**EXERCISE DESCRIPTION**
Copy out every line of the material below that contains the string "small". Treat uppercase and lowercase letters as different.

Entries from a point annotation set

>>>

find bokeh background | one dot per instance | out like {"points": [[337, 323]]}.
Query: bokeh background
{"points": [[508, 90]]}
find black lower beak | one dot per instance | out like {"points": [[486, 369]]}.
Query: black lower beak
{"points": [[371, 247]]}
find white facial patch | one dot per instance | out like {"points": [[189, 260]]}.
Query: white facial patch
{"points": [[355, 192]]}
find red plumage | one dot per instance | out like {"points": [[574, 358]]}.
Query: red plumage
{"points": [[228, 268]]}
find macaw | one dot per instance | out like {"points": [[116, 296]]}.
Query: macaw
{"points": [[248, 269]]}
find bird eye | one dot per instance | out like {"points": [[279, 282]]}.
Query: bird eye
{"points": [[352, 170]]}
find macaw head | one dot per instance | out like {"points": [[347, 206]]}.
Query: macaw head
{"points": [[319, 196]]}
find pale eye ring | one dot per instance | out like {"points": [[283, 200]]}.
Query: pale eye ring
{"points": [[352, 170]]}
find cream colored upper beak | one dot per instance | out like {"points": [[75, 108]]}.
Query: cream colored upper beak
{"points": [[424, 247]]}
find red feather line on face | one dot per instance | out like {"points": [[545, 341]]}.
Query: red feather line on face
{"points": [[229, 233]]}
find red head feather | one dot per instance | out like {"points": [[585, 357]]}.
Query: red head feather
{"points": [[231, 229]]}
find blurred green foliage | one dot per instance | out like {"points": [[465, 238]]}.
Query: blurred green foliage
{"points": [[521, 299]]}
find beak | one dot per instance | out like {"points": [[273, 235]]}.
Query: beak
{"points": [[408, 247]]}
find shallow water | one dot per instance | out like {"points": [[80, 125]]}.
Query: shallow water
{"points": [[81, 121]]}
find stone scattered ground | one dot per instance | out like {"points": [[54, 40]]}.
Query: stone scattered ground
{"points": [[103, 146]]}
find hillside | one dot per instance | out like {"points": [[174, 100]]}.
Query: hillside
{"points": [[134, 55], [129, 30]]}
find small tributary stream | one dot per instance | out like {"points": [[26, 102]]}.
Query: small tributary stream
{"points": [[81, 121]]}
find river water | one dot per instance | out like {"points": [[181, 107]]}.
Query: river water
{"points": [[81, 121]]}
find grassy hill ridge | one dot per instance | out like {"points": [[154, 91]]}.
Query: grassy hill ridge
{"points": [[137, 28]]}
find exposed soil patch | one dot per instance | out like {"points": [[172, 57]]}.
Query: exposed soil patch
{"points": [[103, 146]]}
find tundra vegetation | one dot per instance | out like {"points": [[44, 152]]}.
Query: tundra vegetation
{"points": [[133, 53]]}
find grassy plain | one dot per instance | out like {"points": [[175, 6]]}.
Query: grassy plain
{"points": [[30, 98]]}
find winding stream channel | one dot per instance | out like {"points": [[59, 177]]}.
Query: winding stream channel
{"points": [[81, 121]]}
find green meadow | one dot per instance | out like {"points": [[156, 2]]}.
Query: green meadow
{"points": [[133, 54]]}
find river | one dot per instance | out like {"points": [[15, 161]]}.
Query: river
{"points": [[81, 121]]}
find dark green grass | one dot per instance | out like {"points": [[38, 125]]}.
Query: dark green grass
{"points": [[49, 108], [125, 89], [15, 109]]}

<<<
>>>

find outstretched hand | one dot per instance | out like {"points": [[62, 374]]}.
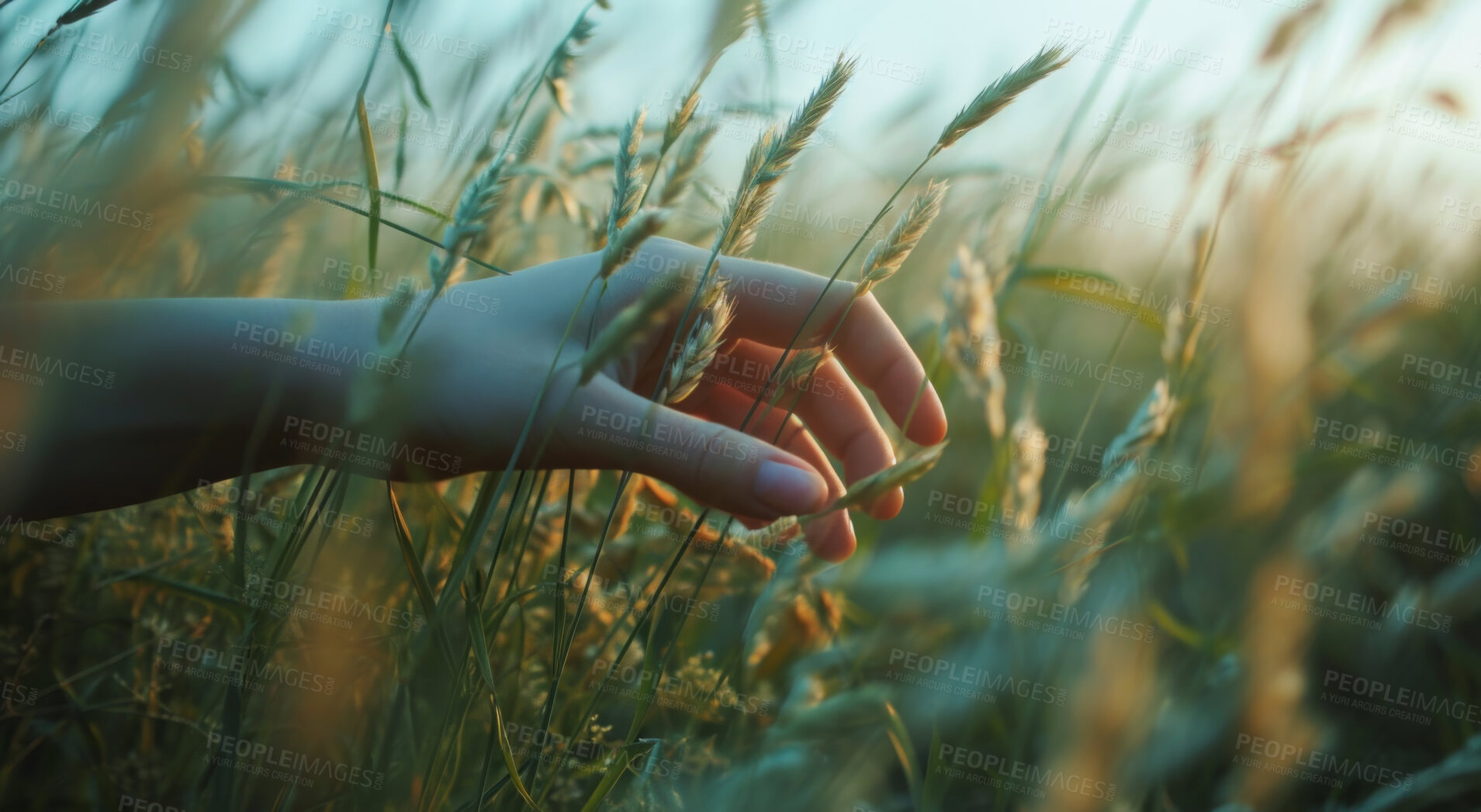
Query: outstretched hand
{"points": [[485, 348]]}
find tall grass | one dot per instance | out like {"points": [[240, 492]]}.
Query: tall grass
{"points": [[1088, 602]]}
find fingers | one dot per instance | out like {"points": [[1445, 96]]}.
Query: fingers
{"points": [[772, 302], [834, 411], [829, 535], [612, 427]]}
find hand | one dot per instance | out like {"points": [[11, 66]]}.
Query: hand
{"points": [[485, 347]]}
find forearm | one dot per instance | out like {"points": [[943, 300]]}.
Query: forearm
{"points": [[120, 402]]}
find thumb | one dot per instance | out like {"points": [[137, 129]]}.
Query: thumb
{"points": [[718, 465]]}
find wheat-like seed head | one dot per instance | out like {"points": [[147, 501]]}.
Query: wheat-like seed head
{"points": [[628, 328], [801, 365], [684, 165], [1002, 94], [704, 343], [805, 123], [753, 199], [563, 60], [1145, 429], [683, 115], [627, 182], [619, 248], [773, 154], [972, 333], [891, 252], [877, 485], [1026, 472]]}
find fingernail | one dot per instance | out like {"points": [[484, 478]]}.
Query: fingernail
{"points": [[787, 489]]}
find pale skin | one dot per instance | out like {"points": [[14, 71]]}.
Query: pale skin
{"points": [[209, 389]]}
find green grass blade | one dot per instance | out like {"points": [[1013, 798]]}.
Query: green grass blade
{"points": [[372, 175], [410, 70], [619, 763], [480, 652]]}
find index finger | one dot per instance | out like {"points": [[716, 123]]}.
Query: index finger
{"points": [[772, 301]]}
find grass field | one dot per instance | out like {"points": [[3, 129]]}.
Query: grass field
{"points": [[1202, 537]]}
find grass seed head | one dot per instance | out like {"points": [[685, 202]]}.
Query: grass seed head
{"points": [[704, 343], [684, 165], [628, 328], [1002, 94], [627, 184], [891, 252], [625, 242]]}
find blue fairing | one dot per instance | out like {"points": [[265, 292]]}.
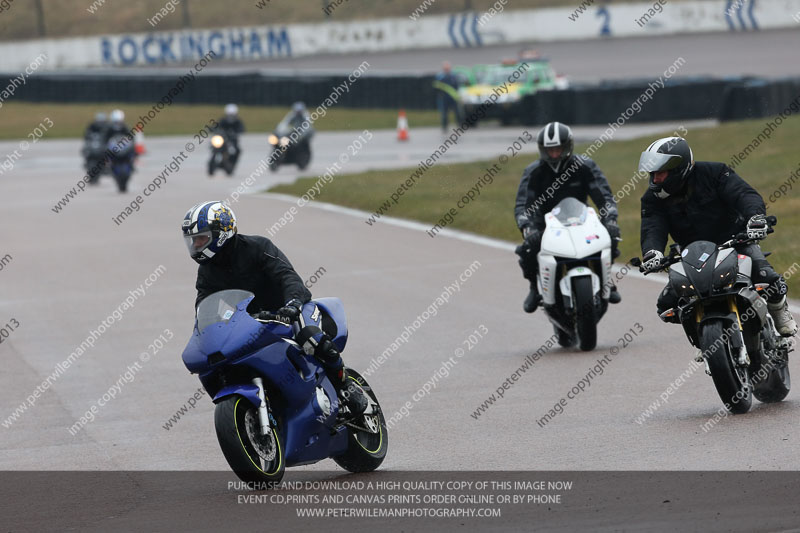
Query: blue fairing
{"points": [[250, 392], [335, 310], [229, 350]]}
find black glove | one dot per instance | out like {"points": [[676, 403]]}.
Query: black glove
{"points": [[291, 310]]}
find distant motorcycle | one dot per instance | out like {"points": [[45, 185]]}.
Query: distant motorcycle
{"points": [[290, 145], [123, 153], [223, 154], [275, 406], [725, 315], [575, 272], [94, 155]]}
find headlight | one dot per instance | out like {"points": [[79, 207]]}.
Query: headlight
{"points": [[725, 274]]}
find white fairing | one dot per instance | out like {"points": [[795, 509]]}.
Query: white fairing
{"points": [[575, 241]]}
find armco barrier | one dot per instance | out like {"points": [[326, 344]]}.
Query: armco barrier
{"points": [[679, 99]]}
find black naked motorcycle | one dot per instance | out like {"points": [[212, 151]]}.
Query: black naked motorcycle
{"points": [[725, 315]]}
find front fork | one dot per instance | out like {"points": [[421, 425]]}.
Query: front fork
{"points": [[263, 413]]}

<<<
>>>

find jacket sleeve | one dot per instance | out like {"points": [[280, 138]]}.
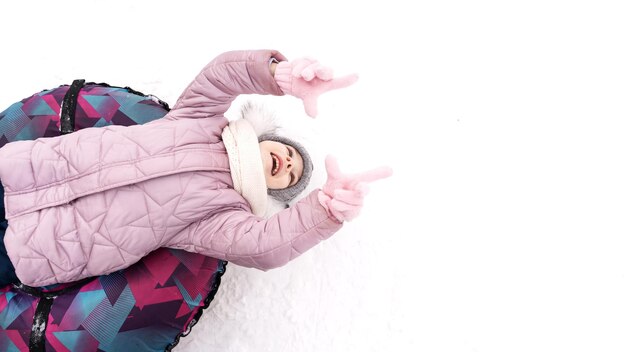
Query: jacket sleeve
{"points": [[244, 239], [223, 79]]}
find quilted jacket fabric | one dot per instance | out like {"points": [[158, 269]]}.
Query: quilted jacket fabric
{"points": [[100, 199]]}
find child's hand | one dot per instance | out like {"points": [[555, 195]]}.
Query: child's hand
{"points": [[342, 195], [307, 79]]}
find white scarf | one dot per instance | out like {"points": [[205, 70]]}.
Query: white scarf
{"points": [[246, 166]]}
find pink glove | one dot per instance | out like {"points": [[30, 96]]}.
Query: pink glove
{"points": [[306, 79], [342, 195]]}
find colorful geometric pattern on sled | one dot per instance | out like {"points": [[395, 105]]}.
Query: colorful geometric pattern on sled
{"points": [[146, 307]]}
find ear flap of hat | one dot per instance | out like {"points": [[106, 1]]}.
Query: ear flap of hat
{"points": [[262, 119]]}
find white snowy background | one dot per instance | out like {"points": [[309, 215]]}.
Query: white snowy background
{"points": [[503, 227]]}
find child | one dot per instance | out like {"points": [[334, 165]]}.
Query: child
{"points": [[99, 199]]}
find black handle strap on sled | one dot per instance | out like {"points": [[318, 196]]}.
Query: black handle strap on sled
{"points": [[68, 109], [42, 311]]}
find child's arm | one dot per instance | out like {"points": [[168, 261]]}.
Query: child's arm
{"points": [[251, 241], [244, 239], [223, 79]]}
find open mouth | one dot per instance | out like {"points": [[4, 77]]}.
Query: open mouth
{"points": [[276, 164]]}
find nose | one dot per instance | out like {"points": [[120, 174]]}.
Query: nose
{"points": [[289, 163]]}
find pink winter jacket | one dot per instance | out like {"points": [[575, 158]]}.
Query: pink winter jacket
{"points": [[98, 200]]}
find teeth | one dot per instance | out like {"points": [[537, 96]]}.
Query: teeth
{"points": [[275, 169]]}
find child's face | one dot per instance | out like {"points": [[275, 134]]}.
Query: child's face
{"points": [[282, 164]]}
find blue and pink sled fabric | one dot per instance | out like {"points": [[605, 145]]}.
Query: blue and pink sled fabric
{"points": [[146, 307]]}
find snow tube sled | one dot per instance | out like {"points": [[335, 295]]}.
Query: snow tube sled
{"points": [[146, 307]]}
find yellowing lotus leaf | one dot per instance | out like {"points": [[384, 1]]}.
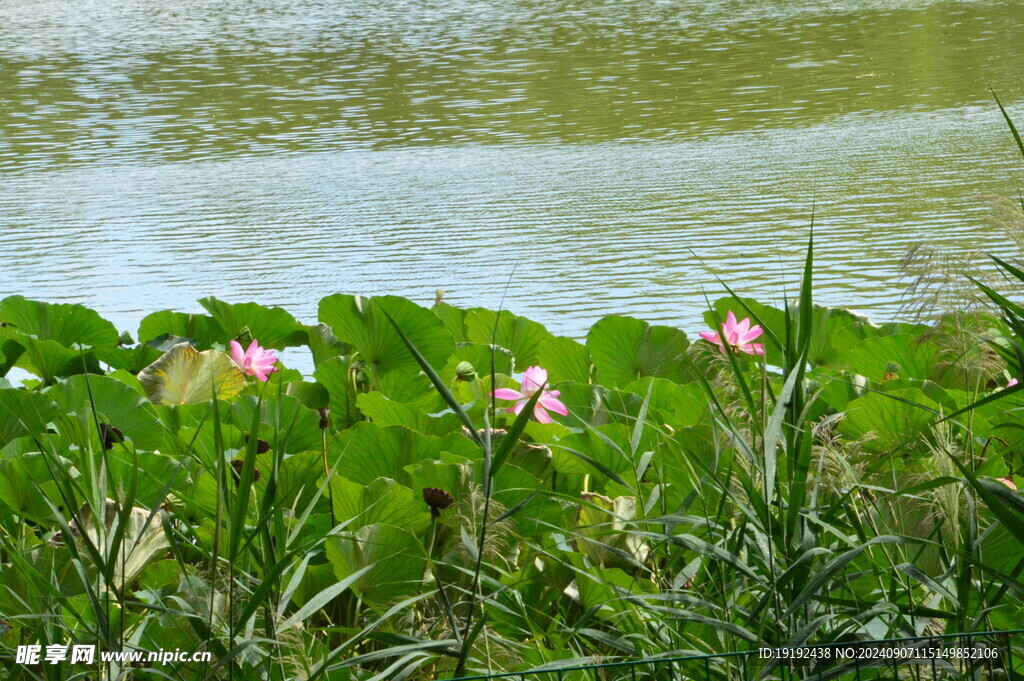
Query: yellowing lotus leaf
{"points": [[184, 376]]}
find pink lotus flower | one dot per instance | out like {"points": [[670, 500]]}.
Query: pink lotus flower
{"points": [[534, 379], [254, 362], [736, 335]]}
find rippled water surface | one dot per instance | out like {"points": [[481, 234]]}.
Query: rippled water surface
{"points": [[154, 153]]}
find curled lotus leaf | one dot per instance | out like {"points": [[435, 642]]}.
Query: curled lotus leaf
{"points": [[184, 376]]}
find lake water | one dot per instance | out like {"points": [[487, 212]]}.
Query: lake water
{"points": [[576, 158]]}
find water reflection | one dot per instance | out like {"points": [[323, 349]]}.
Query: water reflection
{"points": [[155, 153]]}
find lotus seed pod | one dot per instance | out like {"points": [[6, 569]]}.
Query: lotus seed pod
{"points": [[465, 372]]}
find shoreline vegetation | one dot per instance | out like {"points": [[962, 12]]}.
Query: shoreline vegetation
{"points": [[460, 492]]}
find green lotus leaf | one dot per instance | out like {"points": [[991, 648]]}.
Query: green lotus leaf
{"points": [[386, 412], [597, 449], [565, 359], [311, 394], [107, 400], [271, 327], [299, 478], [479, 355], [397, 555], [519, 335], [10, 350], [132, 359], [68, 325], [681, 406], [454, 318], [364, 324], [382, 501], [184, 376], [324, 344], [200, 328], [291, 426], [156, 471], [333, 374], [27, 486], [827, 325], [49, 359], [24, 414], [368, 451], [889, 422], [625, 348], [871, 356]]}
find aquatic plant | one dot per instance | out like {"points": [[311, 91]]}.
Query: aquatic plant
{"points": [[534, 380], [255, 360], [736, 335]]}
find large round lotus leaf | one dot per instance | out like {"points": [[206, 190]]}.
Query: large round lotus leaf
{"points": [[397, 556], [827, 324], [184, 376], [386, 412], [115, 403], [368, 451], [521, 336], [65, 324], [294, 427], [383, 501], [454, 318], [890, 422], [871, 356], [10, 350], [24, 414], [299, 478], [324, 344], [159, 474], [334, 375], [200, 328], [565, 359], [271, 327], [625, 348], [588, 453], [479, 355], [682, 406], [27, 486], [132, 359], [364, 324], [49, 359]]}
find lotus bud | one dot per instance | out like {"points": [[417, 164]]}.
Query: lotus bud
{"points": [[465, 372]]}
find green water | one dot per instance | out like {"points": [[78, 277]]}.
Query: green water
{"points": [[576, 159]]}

<<<

**FINAL RESULT**
find small tributary stream | one dot per instance | out like {"points": [[26, 102]]}.
Query: small tributary stream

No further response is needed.